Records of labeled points
************
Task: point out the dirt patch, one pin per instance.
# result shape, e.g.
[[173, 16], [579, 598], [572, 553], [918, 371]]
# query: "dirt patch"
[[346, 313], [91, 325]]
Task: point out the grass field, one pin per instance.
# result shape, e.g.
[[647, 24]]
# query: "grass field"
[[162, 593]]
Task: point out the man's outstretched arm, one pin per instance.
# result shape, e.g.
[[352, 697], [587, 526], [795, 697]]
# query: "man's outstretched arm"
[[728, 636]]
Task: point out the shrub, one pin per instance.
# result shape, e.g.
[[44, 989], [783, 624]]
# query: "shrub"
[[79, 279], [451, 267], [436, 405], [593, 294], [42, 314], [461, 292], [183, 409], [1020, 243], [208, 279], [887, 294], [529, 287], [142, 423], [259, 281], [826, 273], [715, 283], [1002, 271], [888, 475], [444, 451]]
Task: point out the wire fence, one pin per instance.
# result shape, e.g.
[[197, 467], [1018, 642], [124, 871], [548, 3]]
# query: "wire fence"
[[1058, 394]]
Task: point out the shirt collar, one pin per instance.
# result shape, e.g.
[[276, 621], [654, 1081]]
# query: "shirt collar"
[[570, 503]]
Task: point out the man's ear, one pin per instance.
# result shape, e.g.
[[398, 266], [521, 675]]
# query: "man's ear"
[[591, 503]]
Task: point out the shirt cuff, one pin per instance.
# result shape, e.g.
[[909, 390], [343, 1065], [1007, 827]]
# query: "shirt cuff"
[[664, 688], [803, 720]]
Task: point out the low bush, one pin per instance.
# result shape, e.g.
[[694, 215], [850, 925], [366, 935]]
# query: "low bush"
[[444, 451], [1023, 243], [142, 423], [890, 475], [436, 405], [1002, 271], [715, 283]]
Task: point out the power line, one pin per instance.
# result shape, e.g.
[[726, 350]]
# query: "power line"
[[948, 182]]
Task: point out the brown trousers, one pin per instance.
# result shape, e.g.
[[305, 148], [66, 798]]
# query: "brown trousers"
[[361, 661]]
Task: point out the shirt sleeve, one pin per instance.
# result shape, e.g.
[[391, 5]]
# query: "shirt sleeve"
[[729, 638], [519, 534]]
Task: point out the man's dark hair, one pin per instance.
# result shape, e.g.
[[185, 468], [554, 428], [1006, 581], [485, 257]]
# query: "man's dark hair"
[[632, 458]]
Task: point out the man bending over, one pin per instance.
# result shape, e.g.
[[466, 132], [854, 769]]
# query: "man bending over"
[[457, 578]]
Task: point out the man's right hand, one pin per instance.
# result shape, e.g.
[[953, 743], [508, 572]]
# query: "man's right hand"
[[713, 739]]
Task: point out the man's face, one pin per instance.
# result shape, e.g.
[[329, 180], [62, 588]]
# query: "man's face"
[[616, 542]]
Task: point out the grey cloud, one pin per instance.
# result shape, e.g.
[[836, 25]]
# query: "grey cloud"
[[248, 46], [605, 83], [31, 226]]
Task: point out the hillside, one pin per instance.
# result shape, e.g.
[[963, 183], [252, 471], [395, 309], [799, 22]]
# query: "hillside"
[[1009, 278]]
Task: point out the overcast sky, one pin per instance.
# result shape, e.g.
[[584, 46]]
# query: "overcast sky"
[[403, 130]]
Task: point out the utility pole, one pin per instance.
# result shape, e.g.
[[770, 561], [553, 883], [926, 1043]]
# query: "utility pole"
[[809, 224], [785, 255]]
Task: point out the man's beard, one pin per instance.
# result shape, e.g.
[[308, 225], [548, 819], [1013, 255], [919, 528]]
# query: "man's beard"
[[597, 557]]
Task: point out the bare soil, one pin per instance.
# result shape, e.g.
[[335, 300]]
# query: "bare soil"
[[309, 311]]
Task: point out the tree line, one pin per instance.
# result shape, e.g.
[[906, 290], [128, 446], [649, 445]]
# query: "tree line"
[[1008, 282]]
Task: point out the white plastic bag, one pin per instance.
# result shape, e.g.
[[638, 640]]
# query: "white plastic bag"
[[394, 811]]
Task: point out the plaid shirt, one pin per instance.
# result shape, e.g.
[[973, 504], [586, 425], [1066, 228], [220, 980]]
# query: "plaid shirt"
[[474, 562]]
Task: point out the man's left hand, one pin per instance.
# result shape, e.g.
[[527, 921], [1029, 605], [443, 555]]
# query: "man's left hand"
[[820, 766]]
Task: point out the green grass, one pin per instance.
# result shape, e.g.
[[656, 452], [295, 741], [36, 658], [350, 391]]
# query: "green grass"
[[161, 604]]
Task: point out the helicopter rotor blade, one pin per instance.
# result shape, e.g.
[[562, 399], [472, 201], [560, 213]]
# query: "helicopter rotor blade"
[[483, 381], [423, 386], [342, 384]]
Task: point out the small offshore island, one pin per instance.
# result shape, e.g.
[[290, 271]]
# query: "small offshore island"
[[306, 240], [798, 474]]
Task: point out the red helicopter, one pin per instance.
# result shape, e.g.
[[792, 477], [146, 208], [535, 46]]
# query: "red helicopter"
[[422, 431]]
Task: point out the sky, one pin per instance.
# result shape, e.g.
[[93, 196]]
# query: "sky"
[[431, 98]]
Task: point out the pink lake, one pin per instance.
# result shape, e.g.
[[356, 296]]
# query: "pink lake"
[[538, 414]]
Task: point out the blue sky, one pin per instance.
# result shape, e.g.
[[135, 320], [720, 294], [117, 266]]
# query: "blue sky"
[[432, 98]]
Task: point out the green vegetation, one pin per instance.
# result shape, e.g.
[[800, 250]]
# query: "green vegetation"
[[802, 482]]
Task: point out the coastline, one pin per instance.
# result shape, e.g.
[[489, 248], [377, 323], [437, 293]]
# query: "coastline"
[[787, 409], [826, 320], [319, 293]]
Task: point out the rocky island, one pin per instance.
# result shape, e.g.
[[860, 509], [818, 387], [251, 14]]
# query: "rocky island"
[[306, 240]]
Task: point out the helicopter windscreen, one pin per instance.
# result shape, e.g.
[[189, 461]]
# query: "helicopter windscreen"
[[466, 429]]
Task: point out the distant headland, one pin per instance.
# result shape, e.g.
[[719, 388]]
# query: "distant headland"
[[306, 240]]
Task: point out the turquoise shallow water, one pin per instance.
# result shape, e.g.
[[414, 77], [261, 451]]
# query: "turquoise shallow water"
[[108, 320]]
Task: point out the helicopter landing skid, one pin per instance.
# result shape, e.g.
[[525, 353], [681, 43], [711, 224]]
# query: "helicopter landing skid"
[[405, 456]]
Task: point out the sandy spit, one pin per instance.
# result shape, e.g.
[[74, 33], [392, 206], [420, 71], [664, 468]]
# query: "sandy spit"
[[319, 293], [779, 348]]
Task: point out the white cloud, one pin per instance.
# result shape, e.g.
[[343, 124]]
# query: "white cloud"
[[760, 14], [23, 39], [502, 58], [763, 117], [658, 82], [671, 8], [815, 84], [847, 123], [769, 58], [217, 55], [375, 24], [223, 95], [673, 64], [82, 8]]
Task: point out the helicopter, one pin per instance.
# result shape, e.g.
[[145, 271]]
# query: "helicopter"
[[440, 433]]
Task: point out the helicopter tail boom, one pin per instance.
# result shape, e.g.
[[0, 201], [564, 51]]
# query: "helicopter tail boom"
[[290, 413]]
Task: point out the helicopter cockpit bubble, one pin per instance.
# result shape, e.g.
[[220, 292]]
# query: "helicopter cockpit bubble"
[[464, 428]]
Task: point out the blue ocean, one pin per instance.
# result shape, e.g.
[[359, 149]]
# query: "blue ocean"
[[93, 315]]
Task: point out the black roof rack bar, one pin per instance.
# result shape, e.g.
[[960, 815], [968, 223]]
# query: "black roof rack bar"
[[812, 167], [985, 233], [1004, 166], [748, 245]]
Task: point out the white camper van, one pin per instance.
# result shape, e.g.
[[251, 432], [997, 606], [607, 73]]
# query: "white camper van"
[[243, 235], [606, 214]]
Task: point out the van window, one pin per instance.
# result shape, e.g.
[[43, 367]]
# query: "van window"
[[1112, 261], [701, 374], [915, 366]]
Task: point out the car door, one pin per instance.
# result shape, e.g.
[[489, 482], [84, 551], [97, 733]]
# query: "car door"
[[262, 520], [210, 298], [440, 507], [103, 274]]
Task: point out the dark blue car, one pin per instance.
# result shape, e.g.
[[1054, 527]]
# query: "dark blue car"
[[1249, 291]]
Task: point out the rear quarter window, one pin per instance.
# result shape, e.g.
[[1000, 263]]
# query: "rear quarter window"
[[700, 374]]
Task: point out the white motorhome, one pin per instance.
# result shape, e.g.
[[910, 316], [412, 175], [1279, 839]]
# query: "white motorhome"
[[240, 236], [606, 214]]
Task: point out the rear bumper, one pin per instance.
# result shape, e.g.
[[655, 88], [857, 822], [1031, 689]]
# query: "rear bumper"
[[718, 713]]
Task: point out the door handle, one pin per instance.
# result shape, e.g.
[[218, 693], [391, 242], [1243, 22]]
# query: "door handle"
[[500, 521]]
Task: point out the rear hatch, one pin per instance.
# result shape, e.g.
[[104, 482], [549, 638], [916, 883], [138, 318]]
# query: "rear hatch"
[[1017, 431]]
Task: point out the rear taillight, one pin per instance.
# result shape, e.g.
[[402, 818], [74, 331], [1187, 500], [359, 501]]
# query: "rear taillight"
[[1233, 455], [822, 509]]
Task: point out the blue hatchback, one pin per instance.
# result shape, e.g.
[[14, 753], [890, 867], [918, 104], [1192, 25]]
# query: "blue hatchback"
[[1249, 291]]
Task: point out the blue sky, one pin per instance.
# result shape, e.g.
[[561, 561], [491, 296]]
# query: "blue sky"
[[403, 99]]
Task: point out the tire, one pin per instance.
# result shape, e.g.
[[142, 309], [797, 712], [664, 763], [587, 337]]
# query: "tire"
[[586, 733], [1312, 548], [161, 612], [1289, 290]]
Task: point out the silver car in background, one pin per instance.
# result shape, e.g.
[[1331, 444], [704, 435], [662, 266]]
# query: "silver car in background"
************
EXERCISE AIM
Copy every line starting at the line that contains "Task: point out the door" and ending at the line that contains "[[500, 521]]", requests included. Multiply each answer coordinate by 1.15 and round it to a whole number, with halves rounded up, but leave the requests and the sample result shapes unchanged.

PROBLEM SOLUTION
Task: point out the door handle, one pin per instance.
# result shape, e.g.
[[218, 693], [391, 242], [1243, 22]]
# query: "door handle"
[[575, 599]]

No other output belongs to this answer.